GEBRUIK DE INFORMATIE -
[1] Welk beleg at de ik-figuur volgens de brontekst 's middags op een broodje?
[2] Herhaal letterlijk het deel van de brontekst vanaf de woorden "Voor het eerst" en stop na de woorden "aan toe ben.".
++++ BRONTEKST ++++
Gesloopt

Ik lig in de lappenmand. Gisteren, rond een uur of zes, stak plots ziedende koorts op en nauwelijks een minuut later had ik zo’n tremor, dat ik binnen de paar seconden een ingewikkelde cocktail kon mixen. Met het geklapper van mijn tanden vermocht ik moeiteloos de hele ritmesectie van een orkest te vervangen.

Ik zat behoorlijk in de piepzak en inviteerde mijn lijfarts. Toen die voorreed, flirtte de koortsthermometer al met het streepje van veertig graden, dus kreeg ik gelijk een spuit in mijn keskedie. Ondertussen diende ik ook al met hevige buikkrampen af te rekenen, waardoor de dokter vermoedde dat ik iets gegeten had dat niet helemaal koosjer was. Zijn diagnose verbaasde me eigenlijk niet. Ik had bij de slager wat van die kuipjes met sausachtig beleg gekocht en toen ik ’s middags een broodje met krabsalade nuttigde, vond ik die een vreemde, ondeugdelijke smaak hebben. Dat belette me niet om het hele vlootje leeg te ratsen en wellicht daardoor … De arts wilde me stante pede naar het ziekenhuis brengen, maar dat weigerde ik resoluut. Mijn katten waren op stap en ik wilde niet dat ze bij hun thuiskomst voor een gesloten deur stonden.

Ik hoopte stilletjes dat ik vanmorgen monter en blij het ledikant zou ontstijgen, maar dat is ijdele hoop gebleken. Ik voel me nog steeds alsof ik door een kanon afgeschoten ben en zie eruit alsof ik uit een gieter gedronken heb. De symptomen zijn die van een levensgrote kater, hoewel ik geen druppel alcohol tot me genomen heb. Mijn lichaam heeft duidelijk een lelijke knauw gekregen en ik ben vastbesloten om al die geprepareerde salades voortaan links te laten liggen. Ik heb nochtans een maag als een ijzeren pot en de spijsvertering van een struisvogel, dus moet er iets serieus fout geweest zijn met dat beleg, maar hoe bewijs je zoiets?

Voor het eerst sinds lang heb ik geen ochtendwandeling gemaakt. Ik kon het echt niet opbrengen. Ik zal het moeten uitzitten en je hoort me absoluut niet beweren dat ik dat van harte doe. Als mijn gezondheid het laat afweten, ben ik een ongenietbaar en zelfs lastig mens. Omdat er niemand aanwezig is tegen wie ik aan kan liggen zeuren, zit ik mezelf maar wat te beklagen. Van mijn poezen moet ik ook geen mededogen verwachten. Ze merken geeneens dat ik er beroerd aan toe ben.

Vanavond zou ik op uitnodiging van vrienden moeten aanschikken in een restaurant, maar vooralsnog voel ik me echt niet in de stemming om het op een geweldig eten te zetten. Daar kan niets heuglijks van komen. Ach, het leven is een kommer en een kwel en ik wil jullie eigenlijk niet meesleuren in mijn sores.
++++ BESCHIKBARE GEGEVENS ++++
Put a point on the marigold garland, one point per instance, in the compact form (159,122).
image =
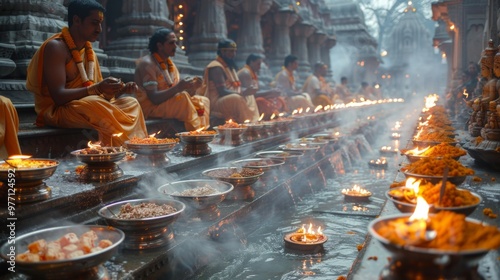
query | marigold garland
(164,66)
(234,77)
(87,78)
++++
RESULTATEN OEFENING -
[1] Krabsalade.

[2]
Voor het eerst sinds lang heb ik geen ochtendwandeling gemaakt. Ik kon het echt niet opbrengen. Ik zal het moeten uitzitten en je hoort me absoluut niet beweren dat ik dat van harte doe. Als mijn gezondheid het laat afweten, ben ik een ongenietbaar en zelfs lastig mens. Omdat er niemand aanwezig is tegen wie ik aan kan liggen zeuren, zit ik mezelf maar wat te beklagen. Van mijn poezen moet ik ook geen mededogen verwachten. Ze merken geeneens dat ik er beroerd aan toe ben.